### Aim of the task
Copy out the items below word for word, starting at the line that contains "Box the snow on ground shown above." and ending at the line that contains "[150,0,219,33]", with both of those lines included.

### Rows
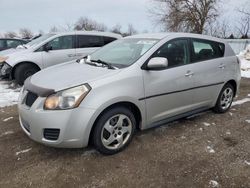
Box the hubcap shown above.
[101,114,132,150]
[220,88,233,110]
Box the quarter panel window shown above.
[0,40,5,48]
[103,37,116,45]
[153,39,189,68]
[192,39,225,62]
[47,35,74,50]
[77,35,104,48]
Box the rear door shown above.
[42,35,77,68]
[143,39,197,127]
[191,39,226,107]
[76,35,104,58]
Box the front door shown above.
[76,35,104,58]
[143,39,197,128]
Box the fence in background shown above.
[226,39,250,54]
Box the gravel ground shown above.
[0,79,250,188]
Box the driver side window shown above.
[47,36,74,50]
[153,39,189,68]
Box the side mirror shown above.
[146,57,168,70]
[44,45,53,52]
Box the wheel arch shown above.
[225,80,238,97]
[10,61,41,79]
[89,101,142,143]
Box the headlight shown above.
[44,84,91,110]
[0,56,9,63]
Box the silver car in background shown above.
[19,33,241,154]
[0,31,121,85]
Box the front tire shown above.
[93,107,136,155]
[14,63,39,85]
[213,83,235,113]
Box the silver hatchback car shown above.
[19,33,241,154]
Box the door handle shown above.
[185,71,194,77]
[68,54,76,57]
[219,63,226,69]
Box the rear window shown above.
[77,35,104,48]
[192,39,225,62]
[7,40,23,48]
[103,37,116,45]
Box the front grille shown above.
[25,92,38,107]
[43,129,60,140]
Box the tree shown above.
[49,25,59,33]
[74,17,107,31]
[111,24,122,35]
[207,20,231,39]
[4,31,17,38]
[236,4,250,38]
[149,0,219,34]
[126,24,137,36]
[19,28,33,39]
[236,16,250,39]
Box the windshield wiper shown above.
[90,59,116,69]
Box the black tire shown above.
[14,63,39,85]
[92,106,136,155]
[213,83,235,114]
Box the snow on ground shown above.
[0,81,21,108]
[207,146,215,153]
[16,148,32,155]
[209,180,219,187]
[0,131,14,138]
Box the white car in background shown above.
[0,31,122,85]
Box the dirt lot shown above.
[0,79,250,188]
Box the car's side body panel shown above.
[19,33,240,147]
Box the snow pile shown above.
[0,81,21,108]
[209,180,219,187]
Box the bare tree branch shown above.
[150,0,219,33]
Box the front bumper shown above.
[18,92,95,148]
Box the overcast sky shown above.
[0,0,247,32]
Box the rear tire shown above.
[92,107,136,155]
[14,63,39,85]
[213,83,235,113]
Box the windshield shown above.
[91,39,158,68]
[26,34,55,46]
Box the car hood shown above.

### Expected answer
Box the snow on ground shown above.
[0,81,21,108]
[207,146,215,153]
[16,148,32,155]
[209,180,219,187]
[0,131,14,138]
Box the white car in background shown above.
[0,31,122,85]
Box the dirt lot shown above.
[0,79,250,188]
Box the car's side body panel shown above.
[19,33,240,147]
Box the snow pile shown above.
[0,81,21,108]
[209,180,219,187]
Box the bare tree branch shown above.
[150,0,219,33]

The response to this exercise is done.